Provided material:
>> start

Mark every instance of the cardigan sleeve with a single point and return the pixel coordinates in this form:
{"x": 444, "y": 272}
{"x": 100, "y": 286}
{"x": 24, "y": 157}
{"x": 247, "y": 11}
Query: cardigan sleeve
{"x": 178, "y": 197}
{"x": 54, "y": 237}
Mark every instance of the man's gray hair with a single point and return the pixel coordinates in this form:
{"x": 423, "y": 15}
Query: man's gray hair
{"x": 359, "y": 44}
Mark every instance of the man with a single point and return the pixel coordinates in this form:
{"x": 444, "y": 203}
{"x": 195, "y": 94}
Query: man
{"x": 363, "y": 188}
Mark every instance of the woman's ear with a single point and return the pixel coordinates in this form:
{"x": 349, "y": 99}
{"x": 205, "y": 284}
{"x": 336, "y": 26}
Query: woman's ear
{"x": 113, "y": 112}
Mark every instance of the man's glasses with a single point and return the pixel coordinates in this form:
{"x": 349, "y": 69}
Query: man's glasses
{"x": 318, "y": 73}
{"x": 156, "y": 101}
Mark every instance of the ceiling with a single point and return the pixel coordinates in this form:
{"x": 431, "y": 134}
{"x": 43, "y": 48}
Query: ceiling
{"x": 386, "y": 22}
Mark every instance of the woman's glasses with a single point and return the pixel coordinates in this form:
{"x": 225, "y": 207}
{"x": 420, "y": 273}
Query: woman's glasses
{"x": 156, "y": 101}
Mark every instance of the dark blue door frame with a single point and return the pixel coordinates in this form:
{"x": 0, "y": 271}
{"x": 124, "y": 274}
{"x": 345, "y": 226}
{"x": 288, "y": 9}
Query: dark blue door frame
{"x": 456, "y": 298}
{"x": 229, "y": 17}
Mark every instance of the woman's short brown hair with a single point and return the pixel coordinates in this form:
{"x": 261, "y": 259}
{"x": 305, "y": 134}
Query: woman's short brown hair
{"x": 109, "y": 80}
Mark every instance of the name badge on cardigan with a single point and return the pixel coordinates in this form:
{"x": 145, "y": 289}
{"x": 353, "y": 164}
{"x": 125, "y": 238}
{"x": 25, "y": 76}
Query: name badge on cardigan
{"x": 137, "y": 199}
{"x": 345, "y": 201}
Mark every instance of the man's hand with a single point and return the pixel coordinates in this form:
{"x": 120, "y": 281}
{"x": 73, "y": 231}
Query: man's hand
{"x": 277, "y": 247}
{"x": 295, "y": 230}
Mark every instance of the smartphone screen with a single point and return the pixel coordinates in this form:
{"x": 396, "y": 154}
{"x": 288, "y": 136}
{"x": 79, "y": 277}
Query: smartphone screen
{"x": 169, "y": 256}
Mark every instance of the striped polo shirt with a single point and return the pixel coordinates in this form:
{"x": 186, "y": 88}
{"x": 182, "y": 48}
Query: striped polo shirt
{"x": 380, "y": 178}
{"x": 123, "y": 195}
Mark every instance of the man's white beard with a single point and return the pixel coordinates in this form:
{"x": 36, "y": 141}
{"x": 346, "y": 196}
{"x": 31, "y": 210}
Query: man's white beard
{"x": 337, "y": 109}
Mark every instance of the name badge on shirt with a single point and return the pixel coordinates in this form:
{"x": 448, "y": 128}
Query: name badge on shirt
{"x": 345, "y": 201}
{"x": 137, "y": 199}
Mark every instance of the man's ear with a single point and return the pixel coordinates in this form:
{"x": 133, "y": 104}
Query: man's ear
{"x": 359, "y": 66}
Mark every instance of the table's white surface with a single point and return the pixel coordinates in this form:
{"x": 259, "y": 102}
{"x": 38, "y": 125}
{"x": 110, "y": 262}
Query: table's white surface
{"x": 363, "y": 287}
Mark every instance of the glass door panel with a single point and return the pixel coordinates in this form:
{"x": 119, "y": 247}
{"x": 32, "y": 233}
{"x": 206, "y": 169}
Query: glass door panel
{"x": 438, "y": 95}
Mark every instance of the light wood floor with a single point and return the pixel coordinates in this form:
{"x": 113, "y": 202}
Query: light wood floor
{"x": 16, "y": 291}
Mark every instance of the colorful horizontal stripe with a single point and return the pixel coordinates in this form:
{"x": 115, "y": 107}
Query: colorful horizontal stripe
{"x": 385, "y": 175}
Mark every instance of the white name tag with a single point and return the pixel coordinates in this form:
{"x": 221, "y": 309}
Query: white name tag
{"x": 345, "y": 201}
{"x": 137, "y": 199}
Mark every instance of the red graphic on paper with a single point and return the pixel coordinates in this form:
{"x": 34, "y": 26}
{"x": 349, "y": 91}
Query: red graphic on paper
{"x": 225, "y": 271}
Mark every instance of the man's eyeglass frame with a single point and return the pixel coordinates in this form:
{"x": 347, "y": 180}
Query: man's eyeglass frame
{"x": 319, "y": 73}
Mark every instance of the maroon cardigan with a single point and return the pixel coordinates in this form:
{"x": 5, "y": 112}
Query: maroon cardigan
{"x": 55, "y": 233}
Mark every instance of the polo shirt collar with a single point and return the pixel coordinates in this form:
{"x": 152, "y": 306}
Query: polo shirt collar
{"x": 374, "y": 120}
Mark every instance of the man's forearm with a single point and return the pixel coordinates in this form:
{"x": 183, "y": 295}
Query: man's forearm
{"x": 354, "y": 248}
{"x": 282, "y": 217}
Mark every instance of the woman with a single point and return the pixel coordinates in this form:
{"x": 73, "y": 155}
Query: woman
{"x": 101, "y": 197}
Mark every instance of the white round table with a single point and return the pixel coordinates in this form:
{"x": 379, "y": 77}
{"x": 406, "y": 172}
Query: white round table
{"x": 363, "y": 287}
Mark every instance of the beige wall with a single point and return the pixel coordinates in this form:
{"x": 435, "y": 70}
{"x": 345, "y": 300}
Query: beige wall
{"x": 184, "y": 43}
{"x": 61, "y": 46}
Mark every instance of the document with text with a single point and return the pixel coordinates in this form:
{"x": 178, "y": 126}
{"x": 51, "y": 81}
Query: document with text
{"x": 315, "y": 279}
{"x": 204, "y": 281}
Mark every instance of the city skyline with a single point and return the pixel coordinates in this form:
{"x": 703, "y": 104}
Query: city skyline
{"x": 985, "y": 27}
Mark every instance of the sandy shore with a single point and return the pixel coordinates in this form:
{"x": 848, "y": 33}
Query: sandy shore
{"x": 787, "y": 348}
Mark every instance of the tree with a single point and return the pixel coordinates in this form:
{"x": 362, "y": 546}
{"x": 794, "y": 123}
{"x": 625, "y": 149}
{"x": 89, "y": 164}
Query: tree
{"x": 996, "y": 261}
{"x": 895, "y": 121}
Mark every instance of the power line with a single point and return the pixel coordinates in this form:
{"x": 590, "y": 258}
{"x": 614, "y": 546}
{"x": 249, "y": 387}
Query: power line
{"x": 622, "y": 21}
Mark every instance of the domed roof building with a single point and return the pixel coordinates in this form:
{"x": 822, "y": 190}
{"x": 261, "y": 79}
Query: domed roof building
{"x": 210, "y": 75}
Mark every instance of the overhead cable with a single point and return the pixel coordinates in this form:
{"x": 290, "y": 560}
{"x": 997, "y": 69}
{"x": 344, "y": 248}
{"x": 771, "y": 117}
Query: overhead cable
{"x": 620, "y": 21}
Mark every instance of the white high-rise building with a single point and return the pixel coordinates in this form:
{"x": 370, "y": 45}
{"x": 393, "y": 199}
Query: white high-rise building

>> end

The exercise:
Give back the lines of the listing from the one with "Mark every instance of the sandy" through the end, both included, exactly as written and with nothing added.

Worked answer:
Mark every instance of the sandy shore with a single point and return the pixel coordinates in this form:
{"x": 848, "y": 33}
Query: sandy shore
{"x": 787, "y": 348}
Mark every instance of the tree with a single point and return the pixel coordinates in this form:
{"x": 362, "y": 546}
{"x": 794, "y": 123}
{"x": 625, "y": 149}
{"x": 89, "y": 164}
Query: tree
{"x": 996, "y": 261}
{"x": 895, "y": 121}
Mark every instance of the power line with a single point and return the pixel coordinates in this form:
{"x": 590, "y": 258}
{"x": 614, "y": 546}
{"x": 249, "y": 387}
Query: power line
{"x": 622, "y": 21}
Mark every instance of the domed roof building with a single point and return the pixel coordinates in this form:
{"x": 822, "y": 190}
{"x": 261, "y": 79}
Query: domed roof building
{"x": 210, "y": 75}
Mark every instance of the overhead cable with a single point and return the pixel coordinates in this form:
{"x": 290, "y": 560}
{"x": 997, "y": 69}
{"x": 344, "y": 248}
{"x": 771, "y": 117}
Query: overhead cable
{"x": 620, "y": 21}
Mark every instance of the white high-rise building with a single point and return the pixel coordinates in this form:
{"x": 370, "y": 45}
{"x": 393, "y": 199}
Query: white high-rise building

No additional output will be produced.